Coordinate labeling data

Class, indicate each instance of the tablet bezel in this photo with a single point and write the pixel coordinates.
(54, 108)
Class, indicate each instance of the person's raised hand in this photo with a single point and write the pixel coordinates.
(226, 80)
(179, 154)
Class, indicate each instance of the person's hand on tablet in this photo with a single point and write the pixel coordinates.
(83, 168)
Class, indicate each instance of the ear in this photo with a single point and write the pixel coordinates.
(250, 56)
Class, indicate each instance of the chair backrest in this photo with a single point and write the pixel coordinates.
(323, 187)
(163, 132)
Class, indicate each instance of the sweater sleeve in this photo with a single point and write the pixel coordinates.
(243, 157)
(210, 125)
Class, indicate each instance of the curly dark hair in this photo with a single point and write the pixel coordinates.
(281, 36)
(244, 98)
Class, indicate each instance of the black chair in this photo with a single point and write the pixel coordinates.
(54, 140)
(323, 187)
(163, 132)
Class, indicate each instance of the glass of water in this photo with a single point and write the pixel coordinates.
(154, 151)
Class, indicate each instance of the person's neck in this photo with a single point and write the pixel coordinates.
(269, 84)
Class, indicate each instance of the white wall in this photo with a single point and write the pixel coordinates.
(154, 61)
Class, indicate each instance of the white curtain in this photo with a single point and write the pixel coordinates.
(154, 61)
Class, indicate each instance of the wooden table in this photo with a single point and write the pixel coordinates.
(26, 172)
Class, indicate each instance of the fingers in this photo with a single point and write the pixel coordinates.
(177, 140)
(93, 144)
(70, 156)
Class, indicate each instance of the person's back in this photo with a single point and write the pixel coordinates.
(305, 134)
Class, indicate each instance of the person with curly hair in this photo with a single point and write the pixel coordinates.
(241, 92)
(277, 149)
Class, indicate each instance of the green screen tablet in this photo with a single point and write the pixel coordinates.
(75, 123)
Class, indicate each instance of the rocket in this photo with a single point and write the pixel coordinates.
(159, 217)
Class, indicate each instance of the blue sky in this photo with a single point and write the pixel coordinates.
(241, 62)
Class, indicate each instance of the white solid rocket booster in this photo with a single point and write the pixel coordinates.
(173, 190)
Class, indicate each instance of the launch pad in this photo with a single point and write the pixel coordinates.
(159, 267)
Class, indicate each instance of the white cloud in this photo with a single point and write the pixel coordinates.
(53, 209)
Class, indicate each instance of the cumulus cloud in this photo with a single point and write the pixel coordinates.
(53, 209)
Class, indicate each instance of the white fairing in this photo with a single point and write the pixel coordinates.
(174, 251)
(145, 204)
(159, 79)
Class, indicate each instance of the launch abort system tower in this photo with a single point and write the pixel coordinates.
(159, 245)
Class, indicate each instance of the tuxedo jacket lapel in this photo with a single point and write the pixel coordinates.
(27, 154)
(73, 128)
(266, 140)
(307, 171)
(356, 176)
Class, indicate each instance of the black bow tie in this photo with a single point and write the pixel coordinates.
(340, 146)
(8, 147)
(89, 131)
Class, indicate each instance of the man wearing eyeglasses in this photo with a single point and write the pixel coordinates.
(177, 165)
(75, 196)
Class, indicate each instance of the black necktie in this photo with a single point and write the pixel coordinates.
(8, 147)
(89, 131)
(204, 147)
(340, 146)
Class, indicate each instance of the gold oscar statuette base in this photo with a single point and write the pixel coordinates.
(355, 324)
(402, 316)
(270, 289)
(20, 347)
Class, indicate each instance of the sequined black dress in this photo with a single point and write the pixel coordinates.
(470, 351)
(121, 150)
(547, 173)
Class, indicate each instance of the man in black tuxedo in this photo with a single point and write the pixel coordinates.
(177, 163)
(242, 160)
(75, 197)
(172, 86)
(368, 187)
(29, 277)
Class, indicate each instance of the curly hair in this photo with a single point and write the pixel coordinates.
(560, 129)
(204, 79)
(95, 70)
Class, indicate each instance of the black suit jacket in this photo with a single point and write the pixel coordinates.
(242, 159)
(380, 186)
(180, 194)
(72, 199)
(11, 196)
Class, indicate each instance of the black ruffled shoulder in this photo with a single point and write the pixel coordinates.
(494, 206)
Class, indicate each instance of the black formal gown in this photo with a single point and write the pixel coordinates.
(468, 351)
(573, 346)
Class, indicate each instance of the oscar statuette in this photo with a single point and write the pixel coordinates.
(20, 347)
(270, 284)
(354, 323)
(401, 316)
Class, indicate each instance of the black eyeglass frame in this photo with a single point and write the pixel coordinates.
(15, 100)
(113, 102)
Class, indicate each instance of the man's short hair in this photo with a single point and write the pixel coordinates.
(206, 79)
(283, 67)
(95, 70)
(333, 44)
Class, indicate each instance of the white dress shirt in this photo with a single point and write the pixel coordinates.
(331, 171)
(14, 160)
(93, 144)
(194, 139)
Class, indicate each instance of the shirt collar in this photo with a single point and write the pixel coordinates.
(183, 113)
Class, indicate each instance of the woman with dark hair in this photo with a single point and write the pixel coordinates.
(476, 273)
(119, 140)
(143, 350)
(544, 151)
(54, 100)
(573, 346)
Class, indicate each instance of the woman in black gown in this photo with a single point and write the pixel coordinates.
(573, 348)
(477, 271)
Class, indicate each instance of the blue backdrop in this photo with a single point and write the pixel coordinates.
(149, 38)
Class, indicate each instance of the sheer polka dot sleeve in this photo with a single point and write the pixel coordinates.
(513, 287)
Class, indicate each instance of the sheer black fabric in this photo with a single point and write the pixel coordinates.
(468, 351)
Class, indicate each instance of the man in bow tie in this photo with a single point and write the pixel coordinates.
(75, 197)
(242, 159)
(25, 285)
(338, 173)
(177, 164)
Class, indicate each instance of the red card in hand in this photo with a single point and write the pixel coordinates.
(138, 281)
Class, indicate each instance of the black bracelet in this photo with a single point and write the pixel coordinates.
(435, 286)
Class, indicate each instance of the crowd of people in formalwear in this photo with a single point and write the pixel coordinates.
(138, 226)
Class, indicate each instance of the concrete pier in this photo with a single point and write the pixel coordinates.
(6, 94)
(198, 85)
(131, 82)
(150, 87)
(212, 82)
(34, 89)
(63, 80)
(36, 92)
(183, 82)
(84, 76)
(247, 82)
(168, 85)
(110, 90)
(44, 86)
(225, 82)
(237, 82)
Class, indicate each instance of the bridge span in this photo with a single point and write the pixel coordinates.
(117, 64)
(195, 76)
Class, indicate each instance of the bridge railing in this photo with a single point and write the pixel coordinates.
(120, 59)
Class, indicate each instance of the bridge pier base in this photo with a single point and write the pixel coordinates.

AIM OF THE TASK: Extract every line above exactly as it stands.

ANSWER TO THIS TASK:
Class, indicate each instance of the tablet bezel in this photo with a single point and write the pixel coordinates.
(54, 108)
Class, indicate each instance of the person's raised hand in this photo with a single point and write the pixel coordinates.
(226, 80)
(179, 154)
Class, indicate each instance of the person's hand on tablet in this photo with a single point and write the pixel coordinates.
(83, 168)
Class, indicate each instance of the ear in this photo with a single point and write the pixel coordinates.
(250, 56)
Class, indicate each instance of the chair backrest in this photo with a single point and write the pixel coordinates.
(323, 187)
(163, 132)
Class, indicate each instance of the sweater sleeve in this photo with a single point and write the pixel coordinates.
(243, 157)
(210, 125)
Class, indicate each instance of the curly dark hair in this photo with a single point and write the pixel coordinates.
(281, 36)
(244, 98)
Class, indicate each instance of the black chair in this photo with a single point and write the pixel coordinates.
(54, 140)
(323, 187)
(163, 132)
Class, indicate each instance of the glass of water in this photo with a single point and write the pixel coordinates.
(154, 151)
Class, indicate each instance of the person's neck in this photo with a single point and write the pixel coordinates.
(269, 84)
Class, indicate each instance of the white wall in this photo with a single point and write the pixel coordinates.
(154, 61)
Class, indicate each instance of the white curtain in this photo with a single point and write the pixel coordinates.
(154, 61)
Class, indicate each instance of the wooden table in this photo with a single point and write the pixel coordinates.
(26, 172)
Class, indicate each instance of the fingers in this photo with a single point and write the pixel coordinates.
(177, 140)
(93, 144)
(70, 156)
Class, indicate each instance of the person's back in this photo with a single point and write the pixel coordinates.
(305, 134)
Class, indicate each instance of the person with curly hair in this photo with a single point and write the pixel coordinates.
(241, 92)
(277, 149)
Class, indicate each instance of the green screen tablet in this photo with a single point and write the pixel coordinates.
(75, 123)
Class, indicate each instance of the rocket in this photo with a single point and write the pixel coordinates.
(159, 217)
Class, indicate each instance of the blue sky in this photo with a single point and write the pixel coordinates.
(241, 62)
Class, indicate each instance of the white solid rocket booster in this photo with a single point and write the pixel coordinates.
(173, 190)
Class, indicate each instance of the launch pad in this photo with a single point and write the pixel coordinates.
(159, 267)
Class, indicate each instance of the white cloud in this photo with a single point and write the pixel coordinates.
(53, 209)
Class, indicate each instance of the cumulus cloud in this photo with a single point and write the pixel coordinates.
(53, 209)
Class, indicate each instance of the white fairing in this photo with a single point and write the pixel coordinates.
(174, 251)
(145, 204)
(159, 79)
Class, indicate each instance of the launch abort system tower in this photo with a single point and write the pixel coordinates.
(159, 245)
Class, indicate each instance of the tuxedo jacket lapel in this photo with a single point and write the pixel coordinates.
(27, 154)
(73, 128)
(266, 140)
(307, 171)
(356, 176)
Class, indicate each instance of the black bow tie in this photo with a single point and write the pixel coordinates.
(340, 146)
(8, 147)
(89, 131)
Class, indicate each instance of the man wearing eyeglasses in this photo with a single point and write the pixel coordinates.
(177, 165)
(75, 196)
Class, indicate each instance of the black necktie in this photo with a single point and write the pixel coordinates.
(8, 147)
(89, 131)
(204, 147)
(340, 146)
Class, indicate each instance of the gold oscar statuette base in this photo with a single point and write the pixel coordinates.
(355, 324)
(402, 316)
(270, 289)
(20, 347)
Class, indicate each instance of the sequined black dress in this photo with a single point and write the pixel coordinates.
(470, 351)
(121, 150)
(547, 173)
Class, indicate each instance of the man in black tuxedo in this photo with a single point and write the pixel coordinates.
(177, 163)
(242, 160)
(75, 197)
(172, 86)
(368, 187)
(29, 277)
Class, indicate each instance of the curly hair in this photo with a single point and write the pixel coordinates.
(560, 129)
(204, 79)
(95, 70)
Class, indicate each instance of the black suit jacket in this photo with a single point and write the pixel coordinates.
(242, 159)
(380, 186)
(180, 194)
(72, 199)
(11, 196)
Class, indicate each instance of the black ruffled shoulder in this photo with a single point and write the pixel coordinates.
(494, 206)
Class, indicate each instance of the black formal gown in this photo with a single point and write the pixel coordinates.
(468, 351)
(573, 346)
Class, indicate each instance of the oscar statuette in this photo with a single point and write the pixel coordinates.
(20, 347)
(270, 284)
(354, 323)
(401, 316)
Class, indicate each instance of the black eyeglass frame in this photo with a single point and write the pixel coordinates.
(15, 100)
(113, 102)
Class, indicate each instance of the man's short hair in this photo with a single point and write the pixel coordinates.
(206, 79)
(283, 67)
(95, 70)
(333, 44)
Class, indicate each instance of the white dress shirt in this photo with a single point and write the pixel coordinates.
(331, 171)
(14, 160)
(93, 144)
(194, 139)
Class, indicate each instance of the shirt collar in this photo with a single point and write the pixel coordinates.
(183, 113)
Class, indicate each instance of the woman with dark hair in this photo with a single point and write the pixel coordinates.
(476, 273)
(119, 140)
(143, 350)
(544, 151)
(54, 100)
(573, 346)
Class, indicate each instance of the woman in black gown in this photo with a single point and write the pixel coordinates.
(573, 348)
(477, 271)
Class, indicate each instance of the blue backdrop in this photo with a single point and write the pixel coordinates.
(149, 38)
Class, indicate each instance of the sheer polka dot sleeve in this photo with a single point and write the pixel coordinates.
(513, 287)
Class, indicate each instance of the sheer black fabric in this photo with a single point and write the pixel coordinates.
(468, 351)
Class, indicate each instance of the man in bow tie in this photo with a single point and write the pixel coordinates.
(75, 197)
(242, 159)
(25, 285)
(338, 173)
(177, 164)
Class, indicate each instance of the red card in hand in this photo with a single point and write the pixel coordinates.
(138, 281)
Class, indicate each instance of the black bracelet in this photo with a single point and write the pixel coordinates.
(435, 286)
Class, indicate each instance of the crowd of people in formalwear in this photo with a single point and write the pixel coordinates.
(138, 226)
Class, indicate each instance of the concrete pier in this photo with a single point and write the pixel coordinates.
(6, 94)
(198, 85)
(131, 82)
(150, 87)
(212, 82)
(34, 89)
(63, 80)
(36, 92)
(183, 82)
(84, 76)
(247, 82)
(168, 85)
(110, 90)
(44, 86)
(225, 82)
(237, 82)
Class, indicate each instance of the bridge span in this photo with a single point and write the pixel coordinates.
(117, 64)
(195, 76)
Class, indicate each instance of the bridge railing in this photo with a single point and write the pixel coordinates.
(120, 59)
Class, indicate each instance of the bridge pier base in this photo with a single point and write the pixel coordinates.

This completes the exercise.